Segmentation dataset excerpts
--
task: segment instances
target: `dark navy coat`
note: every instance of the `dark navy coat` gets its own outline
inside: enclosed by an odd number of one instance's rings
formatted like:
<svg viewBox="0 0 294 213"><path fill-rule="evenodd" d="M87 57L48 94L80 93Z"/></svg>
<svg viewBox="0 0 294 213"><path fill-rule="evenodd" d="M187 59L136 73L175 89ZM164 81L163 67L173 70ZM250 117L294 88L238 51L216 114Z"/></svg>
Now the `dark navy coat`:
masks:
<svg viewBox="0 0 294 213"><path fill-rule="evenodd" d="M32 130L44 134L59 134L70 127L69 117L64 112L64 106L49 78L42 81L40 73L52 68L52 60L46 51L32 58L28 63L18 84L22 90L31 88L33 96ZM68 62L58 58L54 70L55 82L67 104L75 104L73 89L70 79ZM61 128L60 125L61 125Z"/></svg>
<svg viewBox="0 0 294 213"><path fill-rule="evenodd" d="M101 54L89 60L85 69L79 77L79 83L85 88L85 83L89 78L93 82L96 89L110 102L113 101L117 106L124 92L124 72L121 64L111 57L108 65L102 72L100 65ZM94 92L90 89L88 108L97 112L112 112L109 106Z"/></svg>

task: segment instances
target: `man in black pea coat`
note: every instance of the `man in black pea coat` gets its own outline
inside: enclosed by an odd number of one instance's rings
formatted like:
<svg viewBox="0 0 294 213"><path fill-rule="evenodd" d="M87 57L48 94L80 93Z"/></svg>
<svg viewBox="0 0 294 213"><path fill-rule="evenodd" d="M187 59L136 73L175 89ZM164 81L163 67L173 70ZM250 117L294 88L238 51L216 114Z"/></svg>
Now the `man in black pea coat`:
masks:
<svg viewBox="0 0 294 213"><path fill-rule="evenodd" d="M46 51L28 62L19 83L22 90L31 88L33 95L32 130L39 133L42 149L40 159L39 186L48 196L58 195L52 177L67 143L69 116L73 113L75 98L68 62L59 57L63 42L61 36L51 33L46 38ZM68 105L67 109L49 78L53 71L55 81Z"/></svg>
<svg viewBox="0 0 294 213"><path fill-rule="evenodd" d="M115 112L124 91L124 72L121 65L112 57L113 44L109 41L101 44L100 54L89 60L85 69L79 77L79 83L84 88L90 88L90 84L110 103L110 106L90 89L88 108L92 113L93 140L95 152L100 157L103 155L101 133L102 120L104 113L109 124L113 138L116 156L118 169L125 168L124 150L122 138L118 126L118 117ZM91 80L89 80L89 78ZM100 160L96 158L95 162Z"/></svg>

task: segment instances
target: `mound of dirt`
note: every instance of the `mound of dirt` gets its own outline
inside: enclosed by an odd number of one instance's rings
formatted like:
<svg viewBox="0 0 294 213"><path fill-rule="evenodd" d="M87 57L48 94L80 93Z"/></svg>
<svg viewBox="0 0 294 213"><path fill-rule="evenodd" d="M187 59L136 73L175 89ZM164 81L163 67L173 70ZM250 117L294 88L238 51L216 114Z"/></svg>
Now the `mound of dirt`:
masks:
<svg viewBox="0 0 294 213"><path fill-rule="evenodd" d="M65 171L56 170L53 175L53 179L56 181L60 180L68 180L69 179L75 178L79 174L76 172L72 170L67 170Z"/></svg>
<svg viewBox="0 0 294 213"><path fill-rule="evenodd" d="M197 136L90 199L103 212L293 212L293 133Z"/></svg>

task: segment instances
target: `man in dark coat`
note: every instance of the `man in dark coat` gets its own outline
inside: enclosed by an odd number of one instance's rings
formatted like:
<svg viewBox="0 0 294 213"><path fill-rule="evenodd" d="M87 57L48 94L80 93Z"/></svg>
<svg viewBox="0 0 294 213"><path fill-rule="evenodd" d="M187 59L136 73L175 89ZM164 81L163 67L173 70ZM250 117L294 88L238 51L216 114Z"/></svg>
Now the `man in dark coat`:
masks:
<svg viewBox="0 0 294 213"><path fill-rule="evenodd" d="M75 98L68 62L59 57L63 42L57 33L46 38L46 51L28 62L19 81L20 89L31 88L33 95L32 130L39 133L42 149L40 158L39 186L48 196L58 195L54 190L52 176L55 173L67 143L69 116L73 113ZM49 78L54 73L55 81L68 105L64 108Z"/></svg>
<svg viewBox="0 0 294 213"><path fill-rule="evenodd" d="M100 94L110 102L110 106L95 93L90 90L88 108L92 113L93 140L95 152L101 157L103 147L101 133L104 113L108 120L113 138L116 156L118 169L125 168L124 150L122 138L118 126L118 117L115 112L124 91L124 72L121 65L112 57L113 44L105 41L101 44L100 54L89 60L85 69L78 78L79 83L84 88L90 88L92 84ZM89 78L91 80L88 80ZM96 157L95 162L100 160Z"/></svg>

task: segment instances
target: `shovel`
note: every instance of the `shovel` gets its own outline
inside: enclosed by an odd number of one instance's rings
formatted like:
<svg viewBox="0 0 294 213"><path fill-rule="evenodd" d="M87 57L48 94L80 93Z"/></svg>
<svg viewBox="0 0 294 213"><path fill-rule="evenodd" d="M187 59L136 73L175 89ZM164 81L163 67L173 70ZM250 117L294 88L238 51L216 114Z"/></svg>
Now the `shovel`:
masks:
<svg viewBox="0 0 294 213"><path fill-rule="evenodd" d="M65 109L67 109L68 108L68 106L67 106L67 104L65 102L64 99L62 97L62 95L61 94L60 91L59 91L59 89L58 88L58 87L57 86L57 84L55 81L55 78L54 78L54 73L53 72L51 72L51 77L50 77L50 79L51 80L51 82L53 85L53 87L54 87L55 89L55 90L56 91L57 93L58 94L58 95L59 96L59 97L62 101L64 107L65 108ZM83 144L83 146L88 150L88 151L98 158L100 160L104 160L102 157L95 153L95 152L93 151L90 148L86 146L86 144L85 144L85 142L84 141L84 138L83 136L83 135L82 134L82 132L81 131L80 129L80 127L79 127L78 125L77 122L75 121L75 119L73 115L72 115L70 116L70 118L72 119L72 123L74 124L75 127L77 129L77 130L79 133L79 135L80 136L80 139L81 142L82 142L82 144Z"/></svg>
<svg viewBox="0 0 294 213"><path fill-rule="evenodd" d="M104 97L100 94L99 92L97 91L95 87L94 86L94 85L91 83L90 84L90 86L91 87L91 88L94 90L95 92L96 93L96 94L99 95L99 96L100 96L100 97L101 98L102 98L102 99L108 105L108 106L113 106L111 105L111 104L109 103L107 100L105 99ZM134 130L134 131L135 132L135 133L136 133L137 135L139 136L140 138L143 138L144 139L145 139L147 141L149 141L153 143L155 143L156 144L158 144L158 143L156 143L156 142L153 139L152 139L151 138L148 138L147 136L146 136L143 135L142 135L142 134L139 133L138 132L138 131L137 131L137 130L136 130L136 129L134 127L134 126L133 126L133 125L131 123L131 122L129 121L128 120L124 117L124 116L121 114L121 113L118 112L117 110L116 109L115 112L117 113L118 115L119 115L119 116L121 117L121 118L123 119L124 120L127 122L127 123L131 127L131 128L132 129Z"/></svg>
--
Task goal: Update the stretch from the start of the records through the line containing "130L44 134L59 134L70" so that "dark navy coat" becomes "black wool coat" and nothing else changes. Give only those lines.

The output:
task: segment instances
target: `black wool coat`
note: every instance of the `black wool coat` gets its own outline
inside: enclosed by an odd number of one instance's rings
formatted like:
<svg viewBox="0 0 294 213"><path fill-rule="evenodd" d="M87 57L48 94L80 93Z"/></svg>
<svg viewBox="0 0 294 213"><path fill-rule="evenodd" d="M187 59L136 73L175 89ZM164 81L163 67L173 70ZM250 117L294 88L238 51L216 114Z"/></svg>
Now the `black wool coat`:
masks:
<svg viewBox="0 0 294 213"><path fill-rule="evenodd" d="M32 130L44 134L59 134L70 127L69 117L64 112L64 106L49 78L42 81L40 73L52 68L52 60L46 51L32 58L28 63L18 84L22 90L31 88L33 96ZM68 62L58 58L54 70L55 82L67 104L75 104L73 89L70 79ZM61 128L60 125L61 125Z"/></svg>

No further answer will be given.